My work as a therapist is based on an “integrative” approach which assumes that there are many ways in which human psychology can be explored and understood – no one theory holds ‘the’ answer. Therefore, my counselling interventions are tailored to individual needs and personal circumstances, drawing on a range of theories including person-centred, psychodynamic, and cognitive-behavioural models.
I see counselling as a process that helps people make choices or reach decisions about how to handle their concerns. You will be encouraged to talk about what is troubling you and I will listen to what you have to say. I will not provide advice or tell you what to do. Instead, the aim of counselling is to help you become clearer about both the extent and the effect of the problems/issues you bring, and to help you recognise possible solutions – ones that will work for you.
Part of the counselling work will involve you considering what you are thinking, feeling, and doing (or not doing), and how thoughts, emotions, and behaviour all interact together.
Usually, making links with your past is helpful for understanding current difficulties or patterns of relating to yourself and others.
It is not unusual to be challenged in the process in a supportive way in order to increase your self-awareness.
Counselling is not a substitute for medical advice or psychiatric diagnosis/care.

---

== Task set ==
1. Retype the stretch of the passage on counseling from "Part of the" through "increase your self-awareness.", keeping every word and mark unchanged.
2. Extend the passage on counseling with new text that picks up after its last sentence.

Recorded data
---

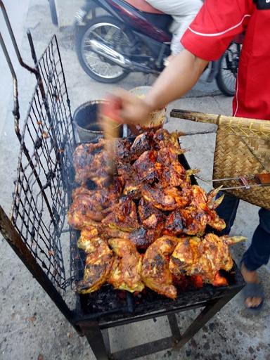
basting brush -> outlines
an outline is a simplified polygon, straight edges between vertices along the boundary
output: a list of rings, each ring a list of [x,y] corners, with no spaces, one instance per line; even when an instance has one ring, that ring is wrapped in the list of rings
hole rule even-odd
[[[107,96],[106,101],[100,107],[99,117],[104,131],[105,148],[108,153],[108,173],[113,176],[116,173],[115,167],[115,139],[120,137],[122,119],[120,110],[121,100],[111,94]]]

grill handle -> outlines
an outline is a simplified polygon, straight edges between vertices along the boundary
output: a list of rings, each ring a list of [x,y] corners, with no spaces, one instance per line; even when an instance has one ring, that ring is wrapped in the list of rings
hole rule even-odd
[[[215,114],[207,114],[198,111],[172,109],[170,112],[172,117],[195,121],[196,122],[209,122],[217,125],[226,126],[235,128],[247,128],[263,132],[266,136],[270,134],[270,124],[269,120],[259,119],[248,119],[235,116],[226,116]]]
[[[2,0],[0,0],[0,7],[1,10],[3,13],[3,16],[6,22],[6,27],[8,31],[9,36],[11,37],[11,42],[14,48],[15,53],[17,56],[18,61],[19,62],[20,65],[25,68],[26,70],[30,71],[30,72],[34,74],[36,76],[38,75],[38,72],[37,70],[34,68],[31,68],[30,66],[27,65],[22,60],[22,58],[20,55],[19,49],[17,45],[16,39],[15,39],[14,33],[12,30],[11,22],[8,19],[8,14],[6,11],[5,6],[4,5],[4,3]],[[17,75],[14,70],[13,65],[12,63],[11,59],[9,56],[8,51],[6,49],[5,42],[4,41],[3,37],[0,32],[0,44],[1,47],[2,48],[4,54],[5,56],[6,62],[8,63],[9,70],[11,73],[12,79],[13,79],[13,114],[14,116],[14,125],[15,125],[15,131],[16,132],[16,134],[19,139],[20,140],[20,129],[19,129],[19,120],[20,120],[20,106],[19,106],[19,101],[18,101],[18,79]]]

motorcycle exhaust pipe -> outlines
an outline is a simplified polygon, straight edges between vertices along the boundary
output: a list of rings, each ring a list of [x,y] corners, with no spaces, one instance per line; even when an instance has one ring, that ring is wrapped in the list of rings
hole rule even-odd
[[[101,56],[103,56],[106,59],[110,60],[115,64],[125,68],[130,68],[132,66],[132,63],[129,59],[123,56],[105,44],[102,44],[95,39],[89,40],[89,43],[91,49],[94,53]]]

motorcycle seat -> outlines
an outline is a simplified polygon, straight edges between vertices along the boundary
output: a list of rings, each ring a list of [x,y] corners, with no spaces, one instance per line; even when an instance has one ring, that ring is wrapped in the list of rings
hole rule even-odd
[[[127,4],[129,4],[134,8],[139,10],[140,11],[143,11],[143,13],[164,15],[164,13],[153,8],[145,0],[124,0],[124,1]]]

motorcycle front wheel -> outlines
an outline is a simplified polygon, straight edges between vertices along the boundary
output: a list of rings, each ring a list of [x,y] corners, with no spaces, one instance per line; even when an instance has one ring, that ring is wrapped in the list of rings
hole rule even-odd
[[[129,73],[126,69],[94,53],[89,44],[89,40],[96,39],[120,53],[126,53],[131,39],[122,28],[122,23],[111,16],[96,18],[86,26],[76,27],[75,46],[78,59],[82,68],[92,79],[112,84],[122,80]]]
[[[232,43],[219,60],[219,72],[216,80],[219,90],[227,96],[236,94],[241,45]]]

---

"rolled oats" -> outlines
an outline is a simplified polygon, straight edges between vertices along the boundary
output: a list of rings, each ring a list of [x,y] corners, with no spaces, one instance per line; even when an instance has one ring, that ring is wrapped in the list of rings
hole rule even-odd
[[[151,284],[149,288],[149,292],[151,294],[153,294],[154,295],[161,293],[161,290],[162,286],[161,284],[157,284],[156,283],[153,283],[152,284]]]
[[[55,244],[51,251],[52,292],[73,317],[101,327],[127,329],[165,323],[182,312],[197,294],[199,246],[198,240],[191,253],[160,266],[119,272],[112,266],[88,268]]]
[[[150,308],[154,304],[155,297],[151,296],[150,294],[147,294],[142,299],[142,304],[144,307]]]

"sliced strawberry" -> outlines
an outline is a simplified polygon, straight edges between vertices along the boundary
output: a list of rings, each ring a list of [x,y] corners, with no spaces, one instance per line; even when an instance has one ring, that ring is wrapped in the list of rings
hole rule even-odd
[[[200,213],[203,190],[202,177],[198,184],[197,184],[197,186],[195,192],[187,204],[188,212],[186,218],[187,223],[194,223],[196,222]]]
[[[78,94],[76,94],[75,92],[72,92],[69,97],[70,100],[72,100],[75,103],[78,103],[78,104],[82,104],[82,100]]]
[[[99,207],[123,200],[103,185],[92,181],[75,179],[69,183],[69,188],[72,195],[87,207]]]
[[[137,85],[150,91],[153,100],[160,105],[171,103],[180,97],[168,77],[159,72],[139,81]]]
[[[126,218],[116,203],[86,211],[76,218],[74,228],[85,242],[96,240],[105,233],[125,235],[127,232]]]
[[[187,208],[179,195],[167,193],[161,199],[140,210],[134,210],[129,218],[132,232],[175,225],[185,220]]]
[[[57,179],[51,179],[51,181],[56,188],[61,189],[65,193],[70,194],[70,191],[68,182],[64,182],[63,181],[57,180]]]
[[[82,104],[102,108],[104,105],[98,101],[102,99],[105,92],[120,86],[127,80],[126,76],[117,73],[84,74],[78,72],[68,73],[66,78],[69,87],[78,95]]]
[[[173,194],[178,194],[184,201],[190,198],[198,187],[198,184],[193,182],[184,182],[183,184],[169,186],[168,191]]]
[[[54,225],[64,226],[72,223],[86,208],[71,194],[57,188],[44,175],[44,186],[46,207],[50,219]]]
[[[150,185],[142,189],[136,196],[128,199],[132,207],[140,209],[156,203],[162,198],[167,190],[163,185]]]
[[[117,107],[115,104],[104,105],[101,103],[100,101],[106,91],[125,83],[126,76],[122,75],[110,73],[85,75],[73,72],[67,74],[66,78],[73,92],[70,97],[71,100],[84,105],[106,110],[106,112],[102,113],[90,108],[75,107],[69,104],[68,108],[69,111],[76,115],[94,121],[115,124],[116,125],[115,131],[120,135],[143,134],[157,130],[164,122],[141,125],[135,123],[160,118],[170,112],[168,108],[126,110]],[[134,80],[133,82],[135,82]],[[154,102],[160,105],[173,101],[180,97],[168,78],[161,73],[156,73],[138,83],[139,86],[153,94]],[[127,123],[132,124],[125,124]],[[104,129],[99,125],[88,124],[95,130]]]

---

== Response list ==
1.
Part of the counselling work will involve you considering what you are thinking, feeling, and doing (or not doing), and how thoughts, emotions, and behaviour all interact together.
Usually, making links with your past is helpful for understanding current difficulties or patterns of relating to yourself and others.
It is not unusual to be challenged in the process in a supportive way in order to increase your self-awareness.

2.
Counselling is a type of talking therapy which is particularly useful if you want to explore your feelings or make sense of your experiences. For that reason, people often find counselling useful when coping with loss, relationship problems, or a breakup. It can be a great opportunity to learn more about yourself. Counselling is not about giving you advice or telling you what to do; rather it provides a safe and regular space for you to talk about and explore difficult feelings. It is an effective method of personal development. Most of the individuals I work with have approximately 6 – 12 weekly counselling sessions.
Cognitive Behavioural Therapy (CBT)
CBT is a scientifically-valieded form of psychotherapy that is effective for many different problems and conditions. It is particularly effective for helping people overcome anxiety, depression, and low self-esteem. Unlike other types of talking therapies, CBT does not require you to spend years in therapy trying to uncover the root of your problem. Rather, it takes a solution-focused approach to help you solve problems and learn new skills. In this sense, it can be thought of as a talking AND doing therapy. You will learn specific skills and strategies to improve your mood, reduce anxiety, and feel more confident.
Many of the people who come for help have CBT to overcome problems with social anxiety, low self-esteem, sexual issues, and/or depression. The number of CBT sessions depends on your individual needs and the extent of the problem. Typically, individuals have between 12 – 16 sessions. The UK’s National Institute for Health and Care Excellence (NICE) provides national guidance and advice on the number of CBT sessions usually required to treat depression and anxiety conditions based on research evidence. I work to this guidance in my CBT practice.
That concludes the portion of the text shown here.